> _Provided data_

========================================================================

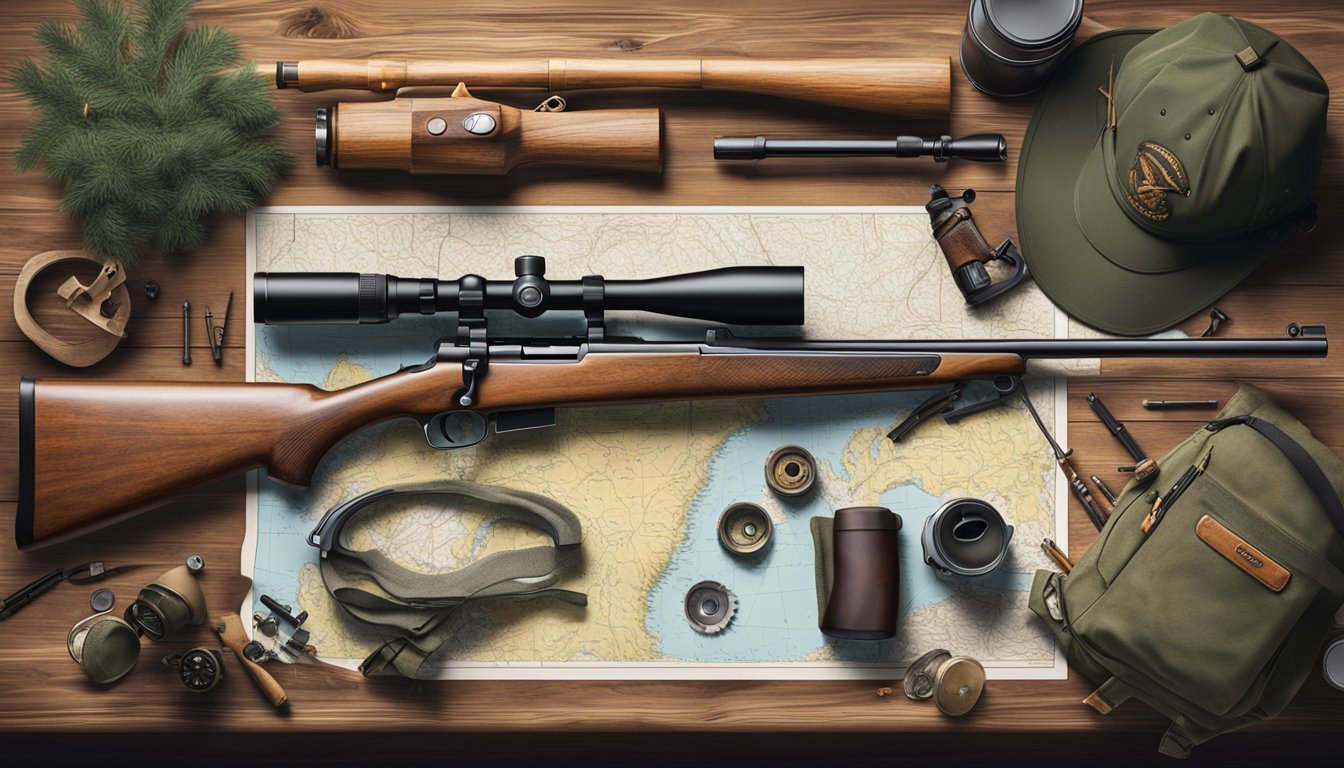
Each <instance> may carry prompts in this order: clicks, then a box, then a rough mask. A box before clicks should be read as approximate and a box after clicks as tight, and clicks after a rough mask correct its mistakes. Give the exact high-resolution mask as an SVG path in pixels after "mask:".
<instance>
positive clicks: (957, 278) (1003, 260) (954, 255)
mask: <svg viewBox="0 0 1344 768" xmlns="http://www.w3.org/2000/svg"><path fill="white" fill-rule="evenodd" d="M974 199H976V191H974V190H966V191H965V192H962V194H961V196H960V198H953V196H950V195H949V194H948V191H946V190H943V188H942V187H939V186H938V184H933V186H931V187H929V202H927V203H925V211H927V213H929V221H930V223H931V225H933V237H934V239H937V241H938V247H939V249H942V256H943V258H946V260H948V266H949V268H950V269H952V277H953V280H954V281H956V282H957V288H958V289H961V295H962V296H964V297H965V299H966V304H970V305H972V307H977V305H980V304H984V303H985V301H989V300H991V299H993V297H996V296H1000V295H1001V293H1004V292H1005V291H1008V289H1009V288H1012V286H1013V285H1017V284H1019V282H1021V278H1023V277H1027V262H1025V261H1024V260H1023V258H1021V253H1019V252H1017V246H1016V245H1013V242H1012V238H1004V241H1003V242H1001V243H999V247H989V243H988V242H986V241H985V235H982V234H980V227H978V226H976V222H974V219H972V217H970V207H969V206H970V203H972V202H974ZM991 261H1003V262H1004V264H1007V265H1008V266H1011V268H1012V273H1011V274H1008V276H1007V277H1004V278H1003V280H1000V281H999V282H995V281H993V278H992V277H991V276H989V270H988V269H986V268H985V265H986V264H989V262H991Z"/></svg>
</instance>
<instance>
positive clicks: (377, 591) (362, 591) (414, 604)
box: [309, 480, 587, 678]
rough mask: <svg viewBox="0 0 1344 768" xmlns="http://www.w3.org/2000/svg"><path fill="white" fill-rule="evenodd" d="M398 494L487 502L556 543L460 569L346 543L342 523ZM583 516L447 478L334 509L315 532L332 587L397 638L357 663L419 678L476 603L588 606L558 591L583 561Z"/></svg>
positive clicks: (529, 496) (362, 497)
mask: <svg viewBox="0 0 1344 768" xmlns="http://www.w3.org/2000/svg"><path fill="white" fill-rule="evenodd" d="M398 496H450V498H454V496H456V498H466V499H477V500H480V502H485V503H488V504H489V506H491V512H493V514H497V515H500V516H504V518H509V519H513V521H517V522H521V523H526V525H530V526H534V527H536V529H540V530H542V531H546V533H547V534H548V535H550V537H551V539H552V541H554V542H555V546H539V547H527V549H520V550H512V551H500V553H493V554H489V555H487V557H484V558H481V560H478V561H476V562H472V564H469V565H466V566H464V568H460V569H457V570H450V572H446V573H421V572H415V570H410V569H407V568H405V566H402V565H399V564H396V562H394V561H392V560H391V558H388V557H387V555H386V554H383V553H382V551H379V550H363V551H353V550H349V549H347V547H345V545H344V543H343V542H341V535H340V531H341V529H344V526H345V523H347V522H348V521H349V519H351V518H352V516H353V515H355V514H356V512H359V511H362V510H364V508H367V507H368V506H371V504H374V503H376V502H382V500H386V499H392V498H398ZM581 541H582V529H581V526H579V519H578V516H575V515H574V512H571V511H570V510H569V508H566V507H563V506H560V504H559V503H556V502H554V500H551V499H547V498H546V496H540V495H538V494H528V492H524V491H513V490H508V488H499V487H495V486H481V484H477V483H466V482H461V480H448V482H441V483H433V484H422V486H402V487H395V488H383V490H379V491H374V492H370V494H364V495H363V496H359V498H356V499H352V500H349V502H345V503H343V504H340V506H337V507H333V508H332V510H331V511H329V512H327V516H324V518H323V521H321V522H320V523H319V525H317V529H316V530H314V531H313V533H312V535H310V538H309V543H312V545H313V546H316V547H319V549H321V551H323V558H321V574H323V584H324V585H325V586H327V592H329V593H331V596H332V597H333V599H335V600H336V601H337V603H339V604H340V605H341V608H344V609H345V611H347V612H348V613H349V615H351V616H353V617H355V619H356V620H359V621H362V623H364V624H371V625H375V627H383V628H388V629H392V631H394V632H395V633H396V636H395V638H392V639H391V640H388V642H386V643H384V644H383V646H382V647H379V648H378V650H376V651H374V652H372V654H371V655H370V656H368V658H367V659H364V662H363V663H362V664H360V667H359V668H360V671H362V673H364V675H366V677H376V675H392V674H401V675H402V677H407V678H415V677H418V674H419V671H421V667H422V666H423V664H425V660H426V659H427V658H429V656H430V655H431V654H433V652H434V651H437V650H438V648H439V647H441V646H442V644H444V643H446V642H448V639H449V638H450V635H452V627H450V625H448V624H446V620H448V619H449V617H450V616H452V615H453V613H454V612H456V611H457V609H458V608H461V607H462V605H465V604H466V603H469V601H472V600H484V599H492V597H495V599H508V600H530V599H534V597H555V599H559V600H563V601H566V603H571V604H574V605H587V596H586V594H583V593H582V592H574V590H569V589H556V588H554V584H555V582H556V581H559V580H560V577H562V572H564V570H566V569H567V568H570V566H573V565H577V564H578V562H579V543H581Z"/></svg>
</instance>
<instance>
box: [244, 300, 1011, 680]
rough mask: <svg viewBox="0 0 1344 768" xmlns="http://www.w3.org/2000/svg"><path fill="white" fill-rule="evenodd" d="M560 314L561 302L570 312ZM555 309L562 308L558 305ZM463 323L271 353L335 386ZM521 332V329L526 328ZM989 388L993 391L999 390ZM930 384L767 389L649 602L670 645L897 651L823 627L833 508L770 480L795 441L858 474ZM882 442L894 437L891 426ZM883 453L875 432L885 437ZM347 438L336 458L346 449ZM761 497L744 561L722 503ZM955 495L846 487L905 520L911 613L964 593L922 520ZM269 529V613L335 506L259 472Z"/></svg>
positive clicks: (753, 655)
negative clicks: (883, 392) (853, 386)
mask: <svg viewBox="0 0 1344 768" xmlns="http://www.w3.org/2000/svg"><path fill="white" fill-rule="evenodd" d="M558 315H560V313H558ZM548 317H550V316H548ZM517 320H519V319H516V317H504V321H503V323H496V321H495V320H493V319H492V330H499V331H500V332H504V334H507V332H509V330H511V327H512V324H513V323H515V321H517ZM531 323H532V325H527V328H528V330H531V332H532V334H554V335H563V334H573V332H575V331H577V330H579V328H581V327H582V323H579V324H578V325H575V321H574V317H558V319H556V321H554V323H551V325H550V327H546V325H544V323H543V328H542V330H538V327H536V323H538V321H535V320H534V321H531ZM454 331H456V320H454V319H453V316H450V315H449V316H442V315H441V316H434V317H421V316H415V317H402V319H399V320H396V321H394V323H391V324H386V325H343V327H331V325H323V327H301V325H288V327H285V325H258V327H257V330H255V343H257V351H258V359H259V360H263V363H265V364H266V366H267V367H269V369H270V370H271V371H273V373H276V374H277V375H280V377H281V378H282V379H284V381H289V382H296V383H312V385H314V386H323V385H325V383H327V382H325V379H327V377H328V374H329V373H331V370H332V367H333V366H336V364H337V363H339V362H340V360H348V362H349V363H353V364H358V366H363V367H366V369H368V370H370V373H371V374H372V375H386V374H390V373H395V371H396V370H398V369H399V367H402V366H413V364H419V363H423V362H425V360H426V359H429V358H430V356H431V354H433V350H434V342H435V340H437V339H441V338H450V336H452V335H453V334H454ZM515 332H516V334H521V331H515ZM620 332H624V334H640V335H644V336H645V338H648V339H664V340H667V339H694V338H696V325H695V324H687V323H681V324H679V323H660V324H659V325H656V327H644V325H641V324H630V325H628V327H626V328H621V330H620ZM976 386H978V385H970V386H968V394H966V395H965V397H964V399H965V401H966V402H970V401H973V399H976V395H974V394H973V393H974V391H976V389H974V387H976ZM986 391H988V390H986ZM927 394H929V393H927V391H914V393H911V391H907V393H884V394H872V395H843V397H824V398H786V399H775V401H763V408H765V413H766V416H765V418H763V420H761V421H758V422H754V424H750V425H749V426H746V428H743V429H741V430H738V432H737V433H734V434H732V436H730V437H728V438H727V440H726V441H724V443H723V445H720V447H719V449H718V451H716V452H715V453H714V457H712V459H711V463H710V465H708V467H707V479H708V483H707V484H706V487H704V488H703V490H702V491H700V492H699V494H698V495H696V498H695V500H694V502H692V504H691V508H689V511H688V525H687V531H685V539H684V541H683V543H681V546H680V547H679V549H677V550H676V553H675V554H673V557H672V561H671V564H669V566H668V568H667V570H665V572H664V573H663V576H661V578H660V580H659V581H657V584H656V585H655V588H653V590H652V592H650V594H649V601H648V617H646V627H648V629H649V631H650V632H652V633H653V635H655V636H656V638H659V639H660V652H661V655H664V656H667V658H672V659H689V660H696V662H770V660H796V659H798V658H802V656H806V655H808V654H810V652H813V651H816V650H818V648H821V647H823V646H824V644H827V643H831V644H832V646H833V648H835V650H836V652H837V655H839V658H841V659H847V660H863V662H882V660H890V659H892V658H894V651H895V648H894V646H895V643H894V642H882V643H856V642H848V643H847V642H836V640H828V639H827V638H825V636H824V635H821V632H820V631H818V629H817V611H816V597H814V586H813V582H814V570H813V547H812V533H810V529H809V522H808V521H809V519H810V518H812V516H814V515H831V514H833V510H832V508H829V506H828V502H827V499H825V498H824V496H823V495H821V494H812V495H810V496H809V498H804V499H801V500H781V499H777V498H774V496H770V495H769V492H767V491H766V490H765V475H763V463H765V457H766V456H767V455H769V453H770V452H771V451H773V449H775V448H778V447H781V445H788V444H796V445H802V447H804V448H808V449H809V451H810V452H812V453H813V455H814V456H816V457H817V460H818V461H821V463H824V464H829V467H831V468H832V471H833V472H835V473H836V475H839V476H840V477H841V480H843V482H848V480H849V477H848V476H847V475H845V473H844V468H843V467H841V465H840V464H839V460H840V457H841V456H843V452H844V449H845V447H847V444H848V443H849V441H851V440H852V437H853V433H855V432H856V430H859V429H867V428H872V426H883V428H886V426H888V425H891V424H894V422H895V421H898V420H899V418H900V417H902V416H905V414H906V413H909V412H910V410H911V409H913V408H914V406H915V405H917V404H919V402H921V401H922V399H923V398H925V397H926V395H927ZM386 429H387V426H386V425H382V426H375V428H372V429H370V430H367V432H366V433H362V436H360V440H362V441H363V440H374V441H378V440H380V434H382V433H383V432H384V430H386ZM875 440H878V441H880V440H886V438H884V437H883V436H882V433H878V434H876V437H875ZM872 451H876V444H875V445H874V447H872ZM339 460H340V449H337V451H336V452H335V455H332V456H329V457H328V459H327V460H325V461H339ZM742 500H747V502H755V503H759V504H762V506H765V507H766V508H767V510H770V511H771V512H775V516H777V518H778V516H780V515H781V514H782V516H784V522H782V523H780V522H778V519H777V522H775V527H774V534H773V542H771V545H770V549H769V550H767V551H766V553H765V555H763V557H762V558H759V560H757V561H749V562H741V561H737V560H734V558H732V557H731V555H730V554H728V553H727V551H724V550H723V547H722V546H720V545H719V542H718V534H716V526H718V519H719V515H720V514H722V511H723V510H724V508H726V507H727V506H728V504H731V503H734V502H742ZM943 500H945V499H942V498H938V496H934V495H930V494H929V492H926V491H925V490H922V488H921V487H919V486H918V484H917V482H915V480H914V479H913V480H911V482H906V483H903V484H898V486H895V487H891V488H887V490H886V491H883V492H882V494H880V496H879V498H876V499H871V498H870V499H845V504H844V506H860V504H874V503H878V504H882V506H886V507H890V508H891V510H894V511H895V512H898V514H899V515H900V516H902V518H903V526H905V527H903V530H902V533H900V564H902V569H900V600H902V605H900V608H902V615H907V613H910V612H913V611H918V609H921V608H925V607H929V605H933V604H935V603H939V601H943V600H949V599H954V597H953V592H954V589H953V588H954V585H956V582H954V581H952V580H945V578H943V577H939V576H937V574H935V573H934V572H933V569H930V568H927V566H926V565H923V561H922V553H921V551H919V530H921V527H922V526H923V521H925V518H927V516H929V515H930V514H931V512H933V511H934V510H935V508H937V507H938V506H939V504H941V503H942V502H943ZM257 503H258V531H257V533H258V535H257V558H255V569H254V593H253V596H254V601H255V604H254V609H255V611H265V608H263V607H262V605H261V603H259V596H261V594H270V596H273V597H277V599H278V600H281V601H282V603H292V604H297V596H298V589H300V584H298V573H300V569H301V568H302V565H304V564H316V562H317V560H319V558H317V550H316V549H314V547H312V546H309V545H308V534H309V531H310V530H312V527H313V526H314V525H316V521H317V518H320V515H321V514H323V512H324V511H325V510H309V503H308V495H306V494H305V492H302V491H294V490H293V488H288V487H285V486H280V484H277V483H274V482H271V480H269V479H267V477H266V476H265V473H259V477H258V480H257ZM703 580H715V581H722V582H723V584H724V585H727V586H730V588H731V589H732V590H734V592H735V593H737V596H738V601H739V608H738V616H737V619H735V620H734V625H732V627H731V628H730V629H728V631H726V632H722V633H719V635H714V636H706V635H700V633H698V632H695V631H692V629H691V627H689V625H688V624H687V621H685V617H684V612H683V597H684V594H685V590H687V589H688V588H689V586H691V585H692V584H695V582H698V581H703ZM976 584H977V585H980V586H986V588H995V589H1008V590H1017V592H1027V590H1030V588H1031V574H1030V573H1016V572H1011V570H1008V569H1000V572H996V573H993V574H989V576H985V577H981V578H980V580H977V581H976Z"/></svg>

========================================================================

> _Task prompt_
Each line that includes "rough" counts once; state how many such lines the listing has, with no other words.

> _Result of this task_
3